Dataset records:
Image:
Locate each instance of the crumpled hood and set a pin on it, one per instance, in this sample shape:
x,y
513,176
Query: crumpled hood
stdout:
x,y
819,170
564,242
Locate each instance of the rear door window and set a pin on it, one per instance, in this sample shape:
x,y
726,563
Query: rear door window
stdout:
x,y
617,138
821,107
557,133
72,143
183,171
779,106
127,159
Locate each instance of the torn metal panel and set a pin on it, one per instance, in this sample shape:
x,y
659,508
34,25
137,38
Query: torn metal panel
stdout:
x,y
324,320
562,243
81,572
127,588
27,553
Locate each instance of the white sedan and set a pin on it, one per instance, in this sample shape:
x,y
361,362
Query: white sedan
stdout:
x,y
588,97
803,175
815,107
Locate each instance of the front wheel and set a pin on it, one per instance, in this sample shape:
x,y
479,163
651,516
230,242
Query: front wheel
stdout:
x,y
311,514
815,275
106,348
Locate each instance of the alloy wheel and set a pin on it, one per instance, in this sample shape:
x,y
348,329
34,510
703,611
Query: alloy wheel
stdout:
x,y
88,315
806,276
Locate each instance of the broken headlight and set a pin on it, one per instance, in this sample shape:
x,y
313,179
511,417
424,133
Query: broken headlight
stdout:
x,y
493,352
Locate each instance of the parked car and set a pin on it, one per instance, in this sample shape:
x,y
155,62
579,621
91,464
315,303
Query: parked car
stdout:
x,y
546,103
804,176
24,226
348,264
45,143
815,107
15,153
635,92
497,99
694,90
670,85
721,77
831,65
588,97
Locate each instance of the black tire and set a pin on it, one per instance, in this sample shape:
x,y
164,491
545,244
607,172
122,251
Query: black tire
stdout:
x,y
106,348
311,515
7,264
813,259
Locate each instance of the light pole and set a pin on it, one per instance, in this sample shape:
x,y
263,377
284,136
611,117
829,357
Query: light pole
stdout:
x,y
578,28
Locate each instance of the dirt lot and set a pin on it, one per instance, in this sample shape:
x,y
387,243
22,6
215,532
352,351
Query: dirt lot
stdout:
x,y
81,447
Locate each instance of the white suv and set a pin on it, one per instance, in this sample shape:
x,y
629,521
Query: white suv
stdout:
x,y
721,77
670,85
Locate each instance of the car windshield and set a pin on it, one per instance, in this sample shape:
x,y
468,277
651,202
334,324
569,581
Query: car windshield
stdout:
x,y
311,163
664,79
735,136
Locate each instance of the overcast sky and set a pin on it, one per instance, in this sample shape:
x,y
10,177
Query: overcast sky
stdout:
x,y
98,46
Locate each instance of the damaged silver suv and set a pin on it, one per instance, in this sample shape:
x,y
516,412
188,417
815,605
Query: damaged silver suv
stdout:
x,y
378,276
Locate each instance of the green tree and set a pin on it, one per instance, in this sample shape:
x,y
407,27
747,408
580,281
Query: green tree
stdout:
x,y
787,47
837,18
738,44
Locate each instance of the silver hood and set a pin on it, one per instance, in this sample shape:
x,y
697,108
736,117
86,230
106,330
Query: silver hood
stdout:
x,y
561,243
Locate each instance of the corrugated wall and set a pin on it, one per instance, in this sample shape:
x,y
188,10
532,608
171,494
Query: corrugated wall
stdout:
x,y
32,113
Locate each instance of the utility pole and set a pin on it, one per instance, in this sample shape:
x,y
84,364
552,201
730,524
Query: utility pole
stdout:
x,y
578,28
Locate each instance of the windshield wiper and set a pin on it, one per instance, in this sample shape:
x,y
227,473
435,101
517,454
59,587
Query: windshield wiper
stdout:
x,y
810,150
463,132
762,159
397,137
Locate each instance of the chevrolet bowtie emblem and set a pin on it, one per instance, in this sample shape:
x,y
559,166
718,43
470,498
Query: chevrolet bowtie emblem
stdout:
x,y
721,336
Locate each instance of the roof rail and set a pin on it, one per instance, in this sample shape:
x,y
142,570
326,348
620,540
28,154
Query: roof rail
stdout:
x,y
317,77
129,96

To do: Exact output of every entry is required.

Task solution:
Image:
Locate each instance of the crumpled hood and set a pin on it, one per instance, in this sample shape:
x,y
513,176
Query: crumpled hood
stdout:
x,y
819,170
564,242
Locate each instance of the rear door window and set a pin on it, one per instance, in this sample shape:
x,y
726,563
Query: rear door window
stdout:
x,y
617,138
821,107
557,133
72,143
183,171
779,106
127,159
Locate each instance of the torn metal panel and set a pin on it, one per instance, in this sample shape:
x,y
659,508
34,25
137,38
Query: torn metal panel
stdout:
x,y
324,320
562,243
81,572
127,588
27,553
Locate each instance of the white sedan and set a pin on it, one per instance, in this sample shape:
x,y
361,362
Query: white sedan
stdout:
x,y
588,97
803,175
815,107
Locate each instance of the front wheel and set a pin on it, one per instance, in this sample shape:
x,y
479,163
651,516
230,242
Query: front wheel
stdout:
x,y
311,514
815,275
106,348
Locate each instance of the alloy wheel and set a pin on it, one per instance, in this sample shape:
x,y
348,329
34,510
703,611
Query: alloy wheel
stdout:
x,y
88,315
806,276
Locate each instance of the broken headlight and set a pin on it, one per instance, in this sample shape:
x,y
313,179
511,417
424,133
Query: broken headlight
stdout:
x,y
493,352
Locate each instance of the parked car and set a pin on it, one per instance, in this sample shape:
x,y
155,62
579,621
91,464
315,303
Query: parked car
stdout:
x,y
546,103
804,176
24,226
348,264
45,143
815,107
15,153
635,92
497,99
694,90
670,85
721,77
831,65
588,97
Locate each instance of the black tire and set a pin on it, one per instance, in this sample shape:
x,y
164,491
545,244
607,172
122,251
Query: black tire
stdout:
x,y
106,348
311,515
7,264
813,259
Locate each instance of the light pole and set a pin on it, one per instance, in this sample shape:
x,y
263,377
284,136
611,117
829,357
Query: light pole
stdout:
x,y
578,28
Locate each instance of the dirt lot and set a pin on it, one per instance, in this sample shape:
x,y
387,243
22,6
215,532
352,351
Query: dirt lot
stdout:
x,y
81,447
Locate each instance of the white suv and set a pin on it, one per instance, in this sample shape:
x,y
629,521
Query: white suv
stdout:
x,y
721,77
670,85
Locate each instance of the car windshield and set a pin on it, one per instance, in this sample shape:
x,y
468,277
651,202
334,324
569,581
Query: car windshield
stdout:
x,y
311,163
664,79
735,136
Locate each instance of the overcast sky and set a pin on it, one per instance, in this sample shape:
x,y
10,177
Query: overcast sky
stdout:
x,y
98,46
Locate each instance of the damaged silver suv and set a pin on it, one per instance, in this sample shape:
x,y
516,412
188,417
815,605
Query: damaged silver suv
stdout:
x,y
378,276
Locate each instance of the green tree and set a pin on it, one per instance, in this sample shape:
x,y
407,27
747,408
580,281
Query: green tree
stdout:
x,y
787,47
837,18
738,44
Locate each instance of the silver hood and set a pin on it, one per instance, in this sample shape:
x,y
697,108
736,117
86,230
106,330
Query: silver hood
stdout:
x,y
561,243
Locate each instance of the corrugated wall and set a pin on it, one per instance, in this sample shape:
x,y
188,10
532,608
171,494
Query: corrugated wall
stdout:
x,y
32,113
Locate each instance of the utility pole and set a pin on it, one per instance, in this sample shape:
x,y
84,364
552,201
730,524
Query: utility pole
stdout:
x,y
578,28
Locate each instance of the windshield wiper and set a pin on it, one per instance, in this sample shape:
x,y
227,473
435,101
517,454
59,587
Query: windshield wiper
stdout:
x,y
810,150
463,132
762,159
397,137
Locate each instance of the chevrolet bowtie emblem and set a pin on it, one per instance, in this sample shape:
x,y
559,166
718,43
470,498
Query: chevrolet bowtie emblem
stdout:
x,y
721,336
Locate each instance of the roof rail and set a pin on it, one per instance, in this sample shape:
x,y
142,570
326,348
620,540
28,154
Query: roof rail
stdout:
x,y
317,77
129,96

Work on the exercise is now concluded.